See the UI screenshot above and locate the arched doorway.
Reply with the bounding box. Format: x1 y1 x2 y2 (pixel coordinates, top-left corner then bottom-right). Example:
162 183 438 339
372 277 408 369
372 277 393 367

****************

### [The problem]
Please give back every line of the listing exactly as it stands.

### [Response to the task]
See the UI screenshot above and locate the arched doorway.
Reply with the bounding box. Format: x1 y1 x2 y2 (pixel coordinates, top-left corner then bottom-right). Example:
162 183 438 339
372 277 408 369
372 277 393 367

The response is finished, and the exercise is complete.